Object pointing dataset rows
»»

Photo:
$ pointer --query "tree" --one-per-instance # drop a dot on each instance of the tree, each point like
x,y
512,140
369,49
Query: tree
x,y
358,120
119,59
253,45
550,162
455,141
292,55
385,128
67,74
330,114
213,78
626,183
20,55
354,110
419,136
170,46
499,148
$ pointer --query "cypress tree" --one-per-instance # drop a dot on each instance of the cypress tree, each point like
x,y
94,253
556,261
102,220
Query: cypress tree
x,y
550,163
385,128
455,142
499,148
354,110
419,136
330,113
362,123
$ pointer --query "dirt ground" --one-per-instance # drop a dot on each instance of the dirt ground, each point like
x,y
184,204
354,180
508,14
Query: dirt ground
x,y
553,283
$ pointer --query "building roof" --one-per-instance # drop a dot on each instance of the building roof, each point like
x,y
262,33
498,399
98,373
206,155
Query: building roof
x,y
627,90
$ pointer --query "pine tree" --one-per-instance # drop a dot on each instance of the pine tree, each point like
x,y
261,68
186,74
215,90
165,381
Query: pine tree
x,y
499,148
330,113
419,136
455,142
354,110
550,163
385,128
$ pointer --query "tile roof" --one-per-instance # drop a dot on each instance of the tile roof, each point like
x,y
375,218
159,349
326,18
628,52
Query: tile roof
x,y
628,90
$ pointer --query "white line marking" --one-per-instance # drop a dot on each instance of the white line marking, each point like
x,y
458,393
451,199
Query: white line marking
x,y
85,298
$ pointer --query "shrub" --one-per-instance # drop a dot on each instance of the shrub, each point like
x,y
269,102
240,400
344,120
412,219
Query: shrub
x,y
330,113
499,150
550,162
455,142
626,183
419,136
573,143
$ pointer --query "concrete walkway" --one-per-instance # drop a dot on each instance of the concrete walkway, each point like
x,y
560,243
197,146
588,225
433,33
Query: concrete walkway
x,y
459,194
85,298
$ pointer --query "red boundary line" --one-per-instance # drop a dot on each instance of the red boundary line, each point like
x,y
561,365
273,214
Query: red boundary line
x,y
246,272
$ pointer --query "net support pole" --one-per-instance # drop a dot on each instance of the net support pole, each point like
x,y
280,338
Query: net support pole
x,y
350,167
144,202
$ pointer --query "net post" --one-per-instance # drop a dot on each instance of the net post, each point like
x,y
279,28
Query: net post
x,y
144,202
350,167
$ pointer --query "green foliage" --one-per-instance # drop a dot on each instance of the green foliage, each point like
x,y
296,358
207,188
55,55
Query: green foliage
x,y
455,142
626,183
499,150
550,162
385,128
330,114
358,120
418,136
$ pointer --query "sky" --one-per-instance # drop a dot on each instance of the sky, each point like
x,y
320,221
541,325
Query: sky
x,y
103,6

««

> _Problem details_: Retype all of the rows above, character for character, without changing anything.

> _Result of this task_:
Photo:
$ pointer --query "tree" --one-per-instance # drop a dot on each instance of the tree, each point like
x,y
512,140
369,49
Query: tree
x,y
358,120
119,59
253,45
550,162
455,141
292,55
385,128
67,74
330,114
213,78
626,183
20,55
354,110
419,136
170,46
499,148
$ pointer --query "cypress tree" --one-per-instance # drop a dot on each instance of the cypress tree, each point like
x,y
94,253
556,261
102,220
Query: cypress tree
x,y
550,163
385,128
455,142
499,148
354,110
419,136
330,113
362,123
$ pointer --query "dirt ground" --one-per-instance # drop a dot on each instance of the dirt ground, each point like
x,y
184,204
354,180
508,14
Query: dirt ground
x,y
553,283
$ pointer --query "building roof" --one-per-instance # drop a dot on each instance of the building roof, each point like
x,y
262,33
498,399
98,373
206,155
Query: building roof
x,y
627,90
$ pointer --query "pine tree" --one-per-instance # drop a dot on each instance of the pine tree, each point like
x,y
261,68
186,74
215,90
165,381
Query: pine tree
x,y
499,148
330,113
419,136
455,142
354,110
550,163
385,128
$ pointer --query "tile roof" --one-per-instance # drop a dot on each instance of the tile roof, each point like
x,y
375,218
159,349
326,18
628,52
Query: tile roof
x,y
628,90
$ pointer --query "white line marking" --one-per-instance # drop a dot on each instance of the white line marking, each point like
x,y
458,393
451,199
Query: white line marking
x,y
85,298
$ pointer --query "shrub" --one-per-instance # drop a dot on each instance of the shrub, each point like
x,y
269,102
240,400
344,120
412,219
Query: shrub
x,y
330,113
499,150
550,162
455,142
626,183
419,136
573,143
$ pointer --query "concrete walkway" --one-per-instance # drop a dot on each instance of the concrete walkway, each point like
x,y
560,243
197,146
588,225
433,33
Query: concrete walkway
x,y
459,194
85,298
$ pointer --query "red boundary line" --one-per-instance # drop a dot on each instance of the red boundary line, each point like
x,y
561,365
273,214
Query: red boundary line
x,y
246,272
$ pointer --query "net support pole" --one-per-instance # drop a dot on each instance of the net support pole, each point like
x,y
280,338
Query: net support pole
x,y
350,167
144,202
$ pointer --query "net post" --one-per-instance # drop a dot on each instance of the net post, each point like
x,y
279,28
Query: net post
x,y
144,202
350,167
$ pointer --query "green foliage" --one-per-instance # drop a dot on each instance of the green foliage, each point like
x,y
296,358
207,188
55,55
Query: green foliage
x,y
455,142
626,183
499,150
550,162
385,128
330,114
358,120
418,136
$ pointer --query "sky" --one-per-instance # drop a dot on each instance of the sky, each point like
x,y
320,221
541,325
Query: sky
x,y
103,6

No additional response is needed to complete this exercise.